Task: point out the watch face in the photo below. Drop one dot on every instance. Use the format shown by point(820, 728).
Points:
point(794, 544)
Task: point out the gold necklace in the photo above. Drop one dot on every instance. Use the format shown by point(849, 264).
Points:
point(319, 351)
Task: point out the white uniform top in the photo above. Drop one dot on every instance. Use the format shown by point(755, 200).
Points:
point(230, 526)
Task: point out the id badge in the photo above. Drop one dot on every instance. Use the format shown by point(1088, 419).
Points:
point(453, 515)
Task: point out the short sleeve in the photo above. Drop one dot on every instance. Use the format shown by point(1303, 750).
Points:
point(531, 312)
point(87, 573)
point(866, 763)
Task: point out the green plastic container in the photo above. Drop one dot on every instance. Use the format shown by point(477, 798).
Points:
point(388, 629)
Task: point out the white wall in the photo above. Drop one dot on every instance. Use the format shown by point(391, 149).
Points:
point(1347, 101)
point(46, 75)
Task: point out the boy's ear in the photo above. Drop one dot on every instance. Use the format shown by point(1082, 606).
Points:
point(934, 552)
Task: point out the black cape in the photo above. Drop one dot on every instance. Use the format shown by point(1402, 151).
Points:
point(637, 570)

| What the task asks |
Search the entries above for the string "white". Copy each line in which it appears.

| Exercise result |
Task: point out the white uniform top in the photo above. Drop one dot on every instance. Use the format shown by point(755, 200).
Task: point out the white wall in the photo above. Drop one dot on every instance. Use the format shown by point(391, 149).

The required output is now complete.